Pick out each line in the records below that contains the word "hair", and copy those lines.

START INPUT FOR THIS TASK

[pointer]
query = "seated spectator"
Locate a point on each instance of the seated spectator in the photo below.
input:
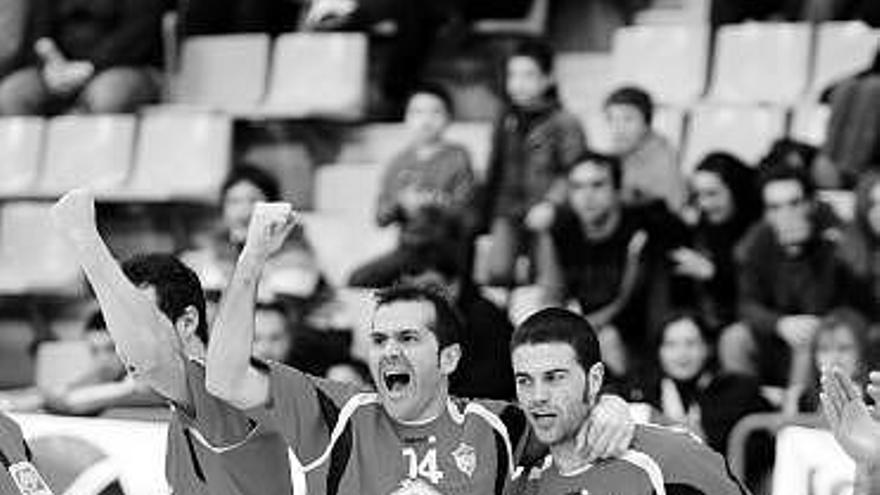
(861, 242)
(688, 388)
(727, 204)
(88, 56)
(841, 342)
(429, 169)
(272, 339)
(650, 163)
(484, 369)
(534, 145)
(292, 272)
(790, 275)
(613, 260)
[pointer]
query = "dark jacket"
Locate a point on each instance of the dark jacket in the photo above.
(531, 149)
(108, 33)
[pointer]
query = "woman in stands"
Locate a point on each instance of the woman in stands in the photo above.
(688, 388)
(727, 204)
(841, 342)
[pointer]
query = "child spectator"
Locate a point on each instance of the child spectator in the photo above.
(727, 204)
(650, 163)
(535, 143)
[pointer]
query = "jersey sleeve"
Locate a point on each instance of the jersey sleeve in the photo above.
(300, 408)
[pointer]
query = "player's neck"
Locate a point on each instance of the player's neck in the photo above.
(567, 459)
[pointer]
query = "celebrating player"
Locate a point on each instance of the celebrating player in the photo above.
(558, 370)
(409, 436)
(155, 310)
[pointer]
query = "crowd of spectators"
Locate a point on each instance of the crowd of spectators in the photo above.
(715, 294)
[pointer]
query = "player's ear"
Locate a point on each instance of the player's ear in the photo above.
(595, 378)
(449, 357)
(188, 322)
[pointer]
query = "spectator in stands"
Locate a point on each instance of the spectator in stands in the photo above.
(534, 145)
(13, 17)
(484, 369)
(614, 260)
(727, 204)
(688, 388)
(841, 342)
(292, 272)
(861, 244)
(105, 386)
(86, 55)
(417, 26)
(650, 163)
(790, 275)
(272, 339)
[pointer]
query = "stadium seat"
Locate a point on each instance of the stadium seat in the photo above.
(747, 132)
(223, 72)
(670, 62)
(318, 75)
(181, 155)
(842, 48)
(33, 256)
(92, 151)
(21, 145)
(534, 23)
(379, 143)
(761, 63)
(810, 124)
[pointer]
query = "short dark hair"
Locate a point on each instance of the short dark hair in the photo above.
(436, 90)
(447, 325)
(558, 325)
(609, 162)
(177, 286)
(537, 50)
(782, 172)
(635, 97)
(262, 180)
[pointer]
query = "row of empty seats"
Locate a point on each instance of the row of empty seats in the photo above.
(158, 156)
(753, 63)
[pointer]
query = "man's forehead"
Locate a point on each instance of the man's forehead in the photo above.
(403, 315)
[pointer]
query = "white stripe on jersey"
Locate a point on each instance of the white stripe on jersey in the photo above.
(649, 466)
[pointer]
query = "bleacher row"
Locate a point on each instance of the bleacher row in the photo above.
(182, 150)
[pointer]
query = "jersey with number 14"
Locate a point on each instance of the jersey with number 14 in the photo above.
(348, 443)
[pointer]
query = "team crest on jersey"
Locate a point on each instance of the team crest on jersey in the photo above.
(415, 487)
(465, 459)
(28, 479)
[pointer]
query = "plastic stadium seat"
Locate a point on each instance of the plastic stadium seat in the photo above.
(379, 143)
(181, 155)
(761, 63)
(584, 79)
(318, 75)
(842, 48)
(747, 132)
(223, 72)
(810, 124)
(93, 150)
(21, 144)
(33, 256)
(670, 62)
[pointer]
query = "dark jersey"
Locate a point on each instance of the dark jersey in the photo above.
(661, 461)
(349, 444)
(215, 449)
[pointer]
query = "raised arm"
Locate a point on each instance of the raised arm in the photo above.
(230, 375)
(145, 338)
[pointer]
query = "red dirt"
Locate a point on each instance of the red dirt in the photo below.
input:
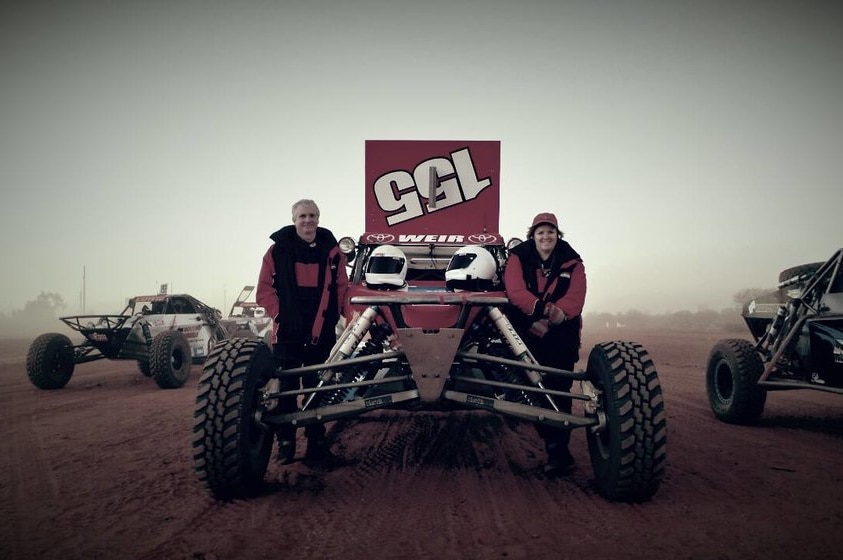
(103, 469)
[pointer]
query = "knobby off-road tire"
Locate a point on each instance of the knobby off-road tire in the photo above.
(169, 359)
(230, 450)
(628, 456)
(50, 361)
(731, 381)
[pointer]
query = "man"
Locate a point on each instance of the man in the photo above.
(302, 285)
(546, 285)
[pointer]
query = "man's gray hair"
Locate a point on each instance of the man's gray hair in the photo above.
(304, 202)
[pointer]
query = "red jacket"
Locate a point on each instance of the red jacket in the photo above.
(286, 280)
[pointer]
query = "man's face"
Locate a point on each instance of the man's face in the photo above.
(306, 219)
(545, 237)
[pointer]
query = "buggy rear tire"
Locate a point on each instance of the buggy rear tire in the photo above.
(50, 361)
(231, 450)
(628, 454)
(731, 382)
(169, 359)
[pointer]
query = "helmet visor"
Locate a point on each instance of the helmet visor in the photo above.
(461, 261)
(385, 265)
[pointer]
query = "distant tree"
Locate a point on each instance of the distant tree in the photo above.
(748, 294)
(36, 316)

END INPUT FOR THIS TASK

WRITTEN REPLY –
query = "short dark hair"
Locate a point on each instance of the short dark hair in the photo above.
query = "man's gray hair"
Locate a point on each instance of the man's gray hair in the photo above.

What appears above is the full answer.